TASK TO CARRY OUT: Can you output every line of the data below as a Markdown table with the columns "Row" and "Line", numbering each row and leaving out blank lines?

# Start of DATA FOR PROCESSING

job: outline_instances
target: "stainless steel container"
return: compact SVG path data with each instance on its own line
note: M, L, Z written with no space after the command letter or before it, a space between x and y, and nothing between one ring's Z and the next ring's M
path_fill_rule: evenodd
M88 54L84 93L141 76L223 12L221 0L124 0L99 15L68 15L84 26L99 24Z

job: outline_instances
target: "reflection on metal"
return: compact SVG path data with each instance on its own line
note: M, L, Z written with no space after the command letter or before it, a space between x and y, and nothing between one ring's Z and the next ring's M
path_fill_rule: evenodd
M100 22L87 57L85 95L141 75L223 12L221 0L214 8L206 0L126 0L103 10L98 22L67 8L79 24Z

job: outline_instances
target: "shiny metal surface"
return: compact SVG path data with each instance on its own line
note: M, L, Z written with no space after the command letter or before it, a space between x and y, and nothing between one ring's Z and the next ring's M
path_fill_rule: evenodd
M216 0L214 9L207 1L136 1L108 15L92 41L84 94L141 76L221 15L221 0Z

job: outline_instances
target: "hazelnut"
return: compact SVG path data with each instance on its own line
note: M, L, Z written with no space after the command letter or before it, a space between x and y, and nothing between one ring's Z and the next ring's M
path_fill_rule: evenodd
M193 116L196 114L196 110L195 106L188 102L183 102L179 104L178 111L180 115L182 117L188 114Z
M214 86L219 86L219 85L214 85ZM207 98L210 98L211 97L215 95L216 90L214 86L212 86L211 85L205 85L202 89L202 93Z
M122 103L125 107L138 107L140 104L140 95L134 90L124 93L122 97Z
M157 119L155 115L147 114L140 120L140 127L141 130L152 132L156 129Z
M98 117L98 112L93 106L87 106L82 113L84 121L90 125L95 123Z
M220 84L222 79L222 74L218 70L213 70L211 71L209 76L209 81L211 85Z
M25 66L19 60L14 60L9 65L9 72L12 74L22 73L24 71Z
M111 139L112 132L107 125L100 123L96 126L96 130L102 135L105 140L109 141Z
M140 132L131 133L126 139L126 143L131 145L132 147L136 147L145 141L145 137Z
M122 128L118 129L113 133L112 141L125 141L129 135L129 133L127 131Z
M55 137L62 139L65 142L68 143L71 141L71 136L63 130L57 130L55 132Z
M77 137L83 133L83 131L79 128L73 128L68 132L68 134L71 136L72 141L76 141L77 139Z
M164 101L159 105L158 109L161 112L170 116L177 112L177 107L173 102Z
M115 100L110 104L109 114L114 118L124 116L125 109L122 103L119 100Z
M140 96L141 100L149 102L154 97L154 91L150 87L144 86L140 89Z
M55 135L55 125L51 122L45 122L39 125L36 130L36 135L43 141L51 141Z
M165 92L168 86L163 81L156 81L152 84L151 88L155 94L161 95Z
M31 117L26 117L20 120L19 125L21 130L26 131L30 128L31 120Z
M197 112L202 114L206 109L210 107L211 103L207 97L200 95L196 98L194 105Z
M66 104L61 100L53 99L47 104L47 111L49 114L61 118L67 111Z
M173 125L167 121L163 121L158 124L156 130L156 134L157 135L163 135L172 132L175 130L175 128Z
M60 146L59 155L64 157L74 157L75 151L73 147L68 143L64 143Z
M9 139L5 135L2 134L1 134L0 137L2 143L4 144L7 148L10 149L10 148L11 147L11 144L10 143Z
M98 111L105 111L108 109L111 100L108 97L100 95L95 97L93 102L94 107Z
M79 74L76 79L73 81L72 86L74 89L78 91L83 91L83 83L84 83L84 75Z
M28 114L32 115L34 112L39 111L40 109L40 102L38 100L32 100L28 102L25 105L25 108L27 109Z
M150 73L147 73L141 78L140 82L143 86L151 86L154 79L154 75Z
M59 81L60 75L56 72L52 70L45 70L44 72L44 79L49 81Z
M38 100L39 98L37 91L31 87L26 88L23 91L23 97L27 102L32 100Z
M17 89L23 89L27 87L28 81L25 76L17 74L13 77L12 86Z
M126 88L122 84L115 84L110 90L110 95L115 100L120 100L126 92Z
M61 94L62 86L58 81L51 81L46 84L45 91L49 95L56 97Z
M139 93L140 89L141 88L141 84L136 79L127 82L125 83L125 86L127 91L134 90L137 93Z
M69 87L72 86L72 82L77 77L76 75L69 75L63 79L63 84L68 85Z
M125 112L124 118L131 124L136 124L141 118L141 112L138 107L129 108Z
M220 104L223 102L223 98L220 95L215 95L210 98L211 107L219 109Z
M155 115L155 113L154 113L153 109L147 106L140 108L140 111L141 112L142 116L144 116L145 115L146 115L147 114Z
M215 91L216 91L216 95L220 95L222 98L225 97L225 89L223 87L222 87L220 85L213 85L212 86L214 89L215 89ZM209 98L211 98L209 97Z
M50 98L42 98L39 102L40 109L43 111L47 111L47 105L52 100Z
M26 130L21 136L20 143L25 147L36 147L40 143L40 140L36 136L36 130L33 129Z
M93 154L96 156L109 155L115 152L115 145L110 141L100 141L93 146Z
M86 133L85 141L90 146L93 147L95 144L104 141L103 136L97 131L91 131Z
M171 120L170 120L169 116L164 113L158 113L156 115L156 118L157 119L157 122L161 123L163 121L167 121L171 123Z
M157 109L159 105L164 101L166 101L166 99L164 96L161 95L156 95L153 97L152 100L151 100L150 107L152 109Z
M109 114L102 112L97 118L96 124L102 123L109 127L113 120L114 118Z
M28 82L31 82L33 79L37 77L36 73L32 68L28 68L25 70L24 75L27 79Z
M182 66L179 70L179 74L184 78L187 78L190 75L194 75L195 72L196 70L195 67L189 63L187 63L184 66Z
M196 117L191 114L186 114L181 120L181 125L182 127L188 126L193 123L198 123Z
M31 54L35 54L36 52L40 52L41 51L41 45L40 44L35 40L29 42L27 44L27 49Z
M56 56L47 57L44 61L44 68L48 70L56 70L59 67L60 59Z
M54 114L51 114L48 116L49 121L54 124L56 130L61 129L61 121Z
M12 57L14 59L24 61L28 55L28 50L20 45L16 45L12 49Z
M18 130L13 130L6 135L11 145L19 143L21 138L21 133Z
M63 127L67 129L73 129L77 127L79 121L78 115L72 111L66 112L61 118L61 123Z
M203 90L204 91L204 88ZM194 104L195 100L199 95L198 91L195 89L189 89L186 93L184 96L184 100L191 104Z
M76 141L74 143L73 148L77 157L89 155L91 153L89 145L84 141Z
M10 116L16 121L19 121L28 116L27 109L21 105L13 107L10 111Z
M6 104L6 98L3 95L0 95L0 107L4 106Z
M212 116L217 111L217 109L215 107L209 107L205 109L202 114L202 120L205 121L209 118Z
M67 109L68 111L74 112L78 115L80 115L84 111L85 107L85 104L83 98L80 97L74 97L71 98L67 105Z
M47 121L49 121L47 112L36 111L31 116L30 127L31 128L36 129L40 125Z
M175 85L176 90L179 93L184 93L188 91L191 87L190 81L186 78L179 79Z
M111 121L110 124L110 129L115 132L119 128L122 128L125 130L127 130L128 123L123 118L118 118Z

# End of DATA FOR PROCESSING

REPLY:
| Row | Line |
|---|---|
| 1 | job: outline_instances |
| 2 | target: "stainless steel container" |
| 3 | return: compact SVG path data with each instance on its own line |
| 4 | note: M, L, Z written with no space after the command letter or before it, a space between x and y, and nothing between one ring's Z and the next ring's M |
| 5 | path_fill_rule: evenodd |
| 6 | M88 54L84 93L141 76L223 12L221 0L124 0L99 15L68 15L84 26L99 24Z |
| 7 | job: outline_instances |
| 8 | target: "reflection on metal" |
| 9 | return: compact SVG path data with each instance on its own line |
| 10 | note: M, L, Z written with no space after the command letter or before it, a space between x and y, and nothing between one ring's Z and the next ring's M |
| 11 | path_fill_rule: evenodd |
| 12 | M100 22L87 57L85 95L141 75L223 12L221 0L214 8L206 0L126 0L103 10L98 22L67 8L79 24Z |
| 13 | job: outline_instances |
| 14 | target: "shiny metal surface" |
| 15 | return: compact SVG path data with each instance on its own line |
| 16 | note: M, L, Z written with no space after the command letter or before it, a space between x and y, and nothing between one ring's Z and the next ring's M |
| 17 | path_fill_rule: evenodd |
| 18 | M216 0L214 9L207 1L136 1L108 15L92 41L84 94L141 76L221 15L221 0Z |
| 19 | job: outline_instances |
| 20 | target: "hazelnut" |
| 21 | return: compact SVG path data with each instance on its own line |
| 22 | note: M, L, Z written with no space after the command letter or before it, a space between x and y, and nothing between one ring's Z and the next ring's M |
| 23 | path_fill_rule: evenodd |
| 24 | M193 116L196 114L196 110L195 106L188 102L183 102L179 104L178 111L180 115L182 117L188 114Z |
| 25 | M214 86L219 86L219 85L214 85ZM207 98L210 98L211 97L215 95L216 90L214 86L212 86L211 85L205 85L202 89L202 93Z |
| 26 | M122 103L125 107L138 107L140 104L140 95L134 90L124 93L122 97Z |
| 27 | M157 119L155 115L147 114L140 120L140 127L141 130L152 132L156 129Z |
| 28 | M98 117L98 112L93 106L87 106L82 113L84 121L90 125L95 123Z |
| 29 | M220 84L222 79L222 74L218 70L213 70L211 71L209 76L209 81L211 85Z |
| 30 | M25 66L19 60L14 60L9 65L9 72L12 74L22 73L24 71Z |
| 31 | M111 139L112 132L107 125L100 123L96 126L96 130L102 135L105 140L109 141Z |
| 32 | M140 132L131 133L126 139L126 143L131 145L132 147L136 147L145 141L145 137Z |
| 33 | M122 128L118 129L113 133L112 141L125 141L129 135L129 133L127 131Z |
| 34 | M55 137L62 139L65 142L68 143L71 141L71 136L63 130L57 130L55 132Z |
| 35 | M77 137L83 133L83 131L79 128L73 128L68 132L68 134L71 136L72 141L76 141L77 139Z |
| 36 | M164 101L159 105L158 109L161 112L170 116L177 112L177 107L173 102Z |
| 37 | M115 100L110 104L109 114L114 118L124 116L125 109L122 103L119 100Z |
| 38 | M140 96L141 100L149 102L154 97L154 91L150 87L144 86L140 89Z |
| 39 | M55 135L55 125L51 122L45 122L39 125L36 130L36 135L43 141L51 141Z |
| 40 | M165 92L168 86L163 81L156 81L152 84L151 88L155 94L161 95Z |
| 41 | M31 117L26 117L20 120L19 125L21 130L26 131L30 128L31 120Z |
| 42 | M197 112L202 114L206 109L210 107L211 103L207 97L200 95L196 98L194 105Z |
| 43 | M66 104L61 100L53 99L47 104L47 111L49 114L61 118L67 111Z |
| 44 | M173 125L167 121L163 121L158 124L156 130L156 134L157 135L163 135L172 132L175 130L175 128Z |
| 45 | M60 146L59 155L64 157L74 157L75 151L73 147L68 143L64 143Z |
| 46 | M9 139L5 135L2 134L1 134L0 137L2 143L4 144L7 148L10 149L10 148L11 147L11 144L10 143Z |
| 47 | M98 111L105 111L108 109L111 100L108 97L100 95L95 97L93 102L94 107Z |
| 48 | M79 74L76 79L73 81L72 86L74 89L78 91L83 91L83 83L84 83L84 75Z |
| 49 | M28 114L32 115L34 112L39 111L40 109L40 102L38 100L32 100L28 102L25 105L25 108L27 109Z |
| 50 | M150 73L147 73L141 78L140 82L143 86L151 86L154 79L154 75Z |
| 51 | M59 81L60 75L56 72L52 70L45 70L44 72L44 79L49 81Z |
| 52 | M38 100L39 98L37 91L31 87L26 88L23 91L23 97L27 102L32 100Z |
| 53 | M17 89L23 89L27 87L28 81L25 76L17 74L13 77L12 86Z |
| 54 | M126 88L122 84L115 84L110 90L110 95L115 100L120 100L126 92Z |
| 55 | M61 94L62 86L58 81L51 81L46 84L45 91L49 95L56 97Z |
| 56 | M139 93L140 89L141 88L141 84L136 79L127 82L125 83L125 86L127 91L134 90L137 93Z |
| 57 | M69 87L72 86L72 82L77 77L76 75L69 75L63 79L63 84L68 85Z |
| 58 | M125 112L124 118L131 124L136 124L141 118L141 112L138 107L129 108Z |
| 59 | M220 104L223 102L223 98L220 95L215 95L210 98L211 107L219 109Z |
| 60 | M155 115L155 113L154 113L153 109L147 106L140 108L140 111L141 112L142 116L144 116L145 115L146 115L147 114Z |
| 61 | M215 91L216 91L216 95L220 95L222 98L225 97L225 89L223 87L222 87L220 85L213 85L212 86L214 89L215 89ZM209 98L211 98L209 97Z |
| 62 | M50 98L42 98L39 102L40 109L43 111L47 111L47 105L52 100Z |
| 63 | M26 130L21 136L20 143L25 147L36 147L40 143L40 140L36 136L36 130L33 129Z |
| 64 | M93 154L96 156L109 155L115 152L115 145L110 141L100 141L93 146Z |
| 65 | M86 133L85 141L90 146L93 147L95 144L104 141L103 136L97 131L91 131Z |
| 66 | M171 120L170 120L169 116L164 113L158 113L156 115L156 118L157 119L157 122L161 123L163 121L167 121L171 123Z |
| 67 | M157 109L159 105L164 101L166 101L166 99L164 96L161 95L156 95L153 97L152 100L151 100L150 107L152 109Z |
| 68 | M109 114L102 112L97 118L96 124L102 123L109 127L113 120L114 118Z |
| 69 | M28 82L31 82L33 79L37 77L36 73L32 68L28 68L25 70L24 75L27 79Z |
| 70 | M182 66L179 70L179 74L184 78L187 78L190 75L194 75L195 72L196 70L195 67L189 63L187 63L184 66Z |
| 71 | M196 117L191 114L186 114L181 120L181 125L182 127L188 126L193 123L198 123Z |
| 72 | M31 54L35 54L36 52L40 52L41 51L41 45L40 44L35 40L29 42L27 44L27 49Z |
| 73 | M56 56L47 57L44 61L44 68L48 70L56 70L59 67L60 59Z |
| 74 | M54 114L51 114L48 116L49 121L54 124L56 130L61 129L61 121Z |
| 75 | M12 57L14 59L24 61L28 55L28 50L20 45L16 45L12 49Z |
| 76 | M18 130L13 130L6 135L11 145L19 143L21 138L21 133Z |
| 77 | M63 127L67 129L73 129L77 127L79 121L78 115L72 111L66 112L61 118L61 123Z |
| 78 | M203 90L204 91L204 88ZM194 104L195 100L199 95L198 91L195 89L189 89L186 93L184 96L184 100L191 104Z |
| 79 | M76 141L74 143L73 148L77 157L89 155L91 153L89 145L84 141Z |
| 80 | M10 116L16 121L19 121L28 116L27 109L21 105L13 107L10 111Z |
| 81 | M6 104L6 98L3 95L0 95L0 107L4 106Z |
| 82 | M212 116L217 111L217 109L215 107L209 107L205 109L202 114L202 120L205 121L209 118Z |
| 83 | M67 109L68 111L74 112L78 115L80 115L84 111L85 107L85 104L83 98L80 97L74 97L71 98L67 105Z |
| 84 | M47 121L49 121L47 112L36 111L31 116L30 127L31 128L36 129L40 125Z |
| 85 | M175 85L176 90L179 93L184 93L188 91L191 87L190 81L186 78L179 79Z |
| 86 | M111 121L110 124L110 129L115 132L119 128L122 128L125 130L127 130L128 123L123 118L118 118Z |